> [REQUIREMENT] Reproduce the rows below, swapping every "pin" for "point" and leaving everything else unchanged.

(Rows from a point labeling set)
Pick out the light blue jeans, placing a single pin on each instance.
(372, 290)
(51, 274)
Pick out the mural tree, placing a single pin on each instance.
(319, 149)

> [EXERCISE OUTPUT]
Pick out the light blue jeans, placing a single point on each instance.
(372, 290)
(51, 274)
Pick out the mural tree, placing a single point on each instance.
(319, 149)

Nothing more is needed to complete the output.